▶ _Tasks_
[a] Copy out the stretch of the comment thread about deleting Reddit data from "Gotta think they" through "for rejected requests.", word for word.
[b] In the records, repeat word for word the stretch from the line that contains "Find the running" through the line that contains "pixel 319 514".

▶ _Text passage_
------------------------------

Don’t know if it is expensive for reddit but the link works at the time of this posting.
I followed instructions here and deleted 8 years worth of posts. It will go one page at a time unless you pre-scroll to the bottom and then back up to start deleting in the console. It took about 30 minutes.
https://www.guidingtech.com/how-to-delete-all-reddit-comments-posts/
The deleting submissions didn’t work, only deleting comments, but thankfully I only had maybe 50 submissions.
I’ve seen this graphic and as much as I would love to do this with every single one of my Reddit accounts if it truly cost them money, it is not plausible that it would cost them all that much money and I have yet to see any evidence of it costing them that much money. Only conjecure about how someone not connected to Reddit thinks it will cost them money. They are a software company, and as a software enginer (Reddit have a lot of those), it would be child’s play for me to automate these requests and since the function exists as a result of GDPR regulations, they almost definitely had a system in place to do it.
But I would love to be corrected with evidence, do that and I will submit the requests myself.
In theory you could wait for evidence that this costs them time and effort, or you could do it proactively. In the situation where it doesn’t cost that much, it doesn’t cost you much because it’s literally two buttons. In the situation where it costs them time and effort, well that’s the goal so awesome.
As someone who works as a software developer, I know that not all “automation” is created equal, or set up correctly, or “fully” automated. Considering they give themselves 7 days to do it, they are likely responding in a ticket queue of some sort, so even if it’s not super time consuming, there likely is manual intervention somewhere.
It’s two buttons on our side. It’s worth it to me. Also, this way I can copy down my history somewhere off Reddit, so that I can search it myself without going back there.
my 2c
I don’t think it costs them money out right but i think they’re backend is hosted at aws. All these requests need processing power. That’s where the increase in cost to them comes from.
If it’s a lot of people at once yes it works
I am still waiting, about 1 week now, since the request.
Gotta think they are swamped with these things. Good.
Any updates? I just requested mine.
Nothing yet. Now that RIF is dead I’m less likely to check regularly.
I never knew that it was expensive for them to do so. I always assumed that it was done automatically and that they made it slow because they don’t like that you know what info they collect about you.
I did this… and then mass-deleted my content before deleting my account.
I had to modify Power Delete Suite to wait 2s between requests, though. Reddit will quietly rate limit you while still returning 200 codes for rejected requests.

------------------------------

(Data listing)
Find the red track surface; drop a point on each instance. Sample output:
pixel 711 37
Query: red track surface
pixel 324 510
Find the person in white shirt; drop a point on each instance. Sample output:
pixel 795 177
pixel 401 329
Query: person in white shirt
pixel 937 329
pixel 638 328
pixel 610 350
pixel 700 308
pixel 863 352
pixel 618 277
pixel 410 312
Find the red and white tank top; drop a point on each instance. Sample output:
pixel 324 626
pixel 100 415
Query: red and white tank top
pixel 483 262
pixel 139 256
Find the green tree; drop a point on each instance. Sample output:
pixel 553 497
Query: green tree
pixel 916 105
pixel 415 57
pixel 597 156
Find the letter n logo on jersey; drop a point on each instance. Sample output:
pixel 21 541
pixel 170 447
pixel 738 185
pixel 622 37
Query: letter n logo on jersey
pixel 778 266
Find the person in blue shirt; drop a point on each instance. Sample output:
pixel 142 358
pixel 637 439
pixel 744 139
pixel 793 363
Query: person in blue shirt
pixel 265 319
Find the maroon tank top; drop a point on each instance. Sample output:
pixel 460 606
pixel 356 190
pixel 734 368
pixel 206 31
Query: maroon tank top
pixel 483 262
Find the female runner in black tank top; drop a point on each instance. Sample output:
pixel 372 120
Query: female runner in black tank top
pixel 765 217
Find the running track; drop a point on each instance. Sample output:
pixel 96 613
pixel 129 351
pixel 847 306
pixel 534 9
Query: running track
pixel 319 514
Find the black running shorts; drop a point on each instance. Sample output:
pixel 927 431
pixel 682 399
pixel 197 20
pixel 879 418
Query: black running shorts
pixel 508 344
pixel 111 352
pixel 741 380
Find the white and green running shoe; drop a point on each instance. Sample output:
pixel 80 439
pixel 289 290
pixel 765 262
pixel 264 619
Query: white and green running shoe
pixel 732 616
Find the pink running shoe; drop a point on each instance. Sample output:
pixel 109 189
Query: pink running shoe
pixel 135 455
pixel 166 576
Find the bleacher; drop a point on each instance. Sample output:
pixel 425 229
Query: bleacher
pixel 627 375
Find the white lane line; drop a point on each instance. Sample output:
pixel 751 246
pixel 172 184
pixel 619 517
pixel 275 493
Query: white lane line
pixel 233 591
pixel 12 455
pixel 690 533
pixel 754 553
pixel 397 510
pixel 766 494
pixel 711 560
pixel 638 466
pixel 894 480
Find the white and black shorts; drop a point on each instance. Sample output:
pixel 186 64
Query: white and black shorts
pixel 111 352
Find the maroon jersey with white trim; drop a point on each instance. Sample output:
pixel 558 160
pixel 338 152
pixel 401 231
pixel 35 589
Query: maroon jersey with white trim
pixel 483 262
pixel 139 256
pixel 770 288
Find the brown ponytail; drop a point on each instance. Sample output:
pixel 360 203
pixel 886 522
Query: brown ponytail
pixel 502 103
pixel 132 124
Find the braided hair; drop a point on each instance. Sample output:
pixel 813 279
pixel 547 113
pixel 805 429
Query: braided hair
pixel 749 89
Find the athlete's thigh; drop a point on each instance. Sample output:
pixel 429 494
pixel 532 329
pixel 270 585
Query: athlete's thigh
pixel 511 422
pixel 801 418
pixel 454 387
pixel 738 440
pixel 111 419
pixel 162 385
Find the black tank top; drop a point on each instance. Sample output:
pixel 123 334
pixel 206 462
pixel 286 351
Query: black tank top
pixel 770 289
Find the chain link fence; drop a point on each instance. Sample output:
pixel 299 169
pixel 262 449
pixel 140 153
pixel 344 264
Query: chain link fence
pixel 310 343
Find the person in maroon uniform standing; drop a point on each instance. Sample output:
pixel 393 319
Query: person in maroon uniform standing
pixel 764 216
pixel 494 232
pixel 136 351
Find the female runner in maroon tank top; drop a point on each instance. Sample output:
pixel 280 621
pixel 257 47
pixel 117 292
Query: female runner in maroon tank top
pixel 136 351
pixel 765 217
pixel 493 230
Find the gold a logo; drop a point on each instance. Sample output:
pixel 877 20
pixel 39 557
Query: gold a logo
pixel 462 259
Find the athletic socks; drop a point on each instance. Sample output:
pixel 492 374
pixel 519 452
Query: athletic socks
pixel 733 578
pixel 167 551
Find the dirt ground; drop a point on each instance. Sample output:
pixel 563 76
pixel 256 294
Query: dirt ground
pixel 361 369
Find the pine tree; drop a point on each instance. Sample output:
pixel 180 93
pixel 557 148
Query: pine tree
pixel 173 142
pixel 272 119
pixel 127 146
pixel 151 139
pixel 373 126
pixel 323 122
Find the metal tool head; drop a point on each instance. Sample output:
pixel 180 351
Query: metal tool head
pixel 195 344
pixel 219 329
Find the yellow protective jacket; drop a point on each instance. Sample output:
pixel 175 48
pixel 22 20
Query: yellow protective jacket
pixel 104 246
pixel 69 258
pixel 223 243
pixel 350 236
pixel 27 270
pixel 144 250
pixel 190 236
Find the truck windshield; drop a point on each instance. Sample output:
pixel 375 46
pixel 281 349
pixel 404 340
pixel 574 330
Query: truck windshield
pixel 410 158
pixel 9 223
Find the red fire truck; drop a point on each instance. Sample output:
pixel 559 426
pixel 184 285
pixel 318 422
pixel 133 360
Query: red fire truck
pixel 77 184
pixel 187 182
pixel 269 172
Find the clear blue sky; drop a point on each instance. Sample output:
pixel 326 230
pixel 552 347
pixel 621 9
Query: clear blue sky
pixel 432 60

------------------------------

▶ _Answers given_
[a]
Gotta think they are swamped with these things. Good.
Any updates? I just requested mine.
Nothing yet. Now that RIF is dead I’m less likely to check regularly.
I never knew that it was expensive for them to do so. I always assumed that it was done automatically and that they made it slow because they don’t like that you know what info they collect about you.
I did this… and then mass-deleted my content before deleting my account.
I had to modify Power Delete Suite to wait 2s between requests, though. Reddit will quietly rate limit you while still returning 200 codes for rejected requests.

[b]
Find the running track; drop a point on each instance. Sample output:
pixel 96 613
pixel 129 351
pixel 847 306
pixel 534 9
Query: running track
pixel 319 514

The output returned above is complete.